### Exercise instructions
Please repeat the records below, replacing "fire truck cab" with "ambulance" and changing nothing else.

*****

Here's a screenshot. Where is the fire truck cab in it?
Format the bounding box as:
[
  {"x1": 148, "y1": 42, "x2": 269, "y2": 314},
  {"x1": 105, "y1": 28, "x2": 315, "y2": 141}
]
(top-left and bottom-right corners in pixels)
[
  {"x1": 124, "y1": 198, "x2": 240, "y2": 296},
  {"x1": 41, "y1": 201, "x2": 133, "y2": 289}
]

*****

### Response to the exercise
Here's a screenshot. Where is the ambulance in it?
Format the bounding box as:
[
  {"x1": 148, "y1": 42, "x2": 269, "y2": 314},
  {"x1": 105, "y1": 28, "x2": 315, "y2": 141}
]
(top-left and bottom-right corners in pixels)
[
  {"x1": 124, "y1": 198, "x2": 240, "y2": 296},
  {"x1": 41, "y1": 201, "x2": 133, "y2": 289}
]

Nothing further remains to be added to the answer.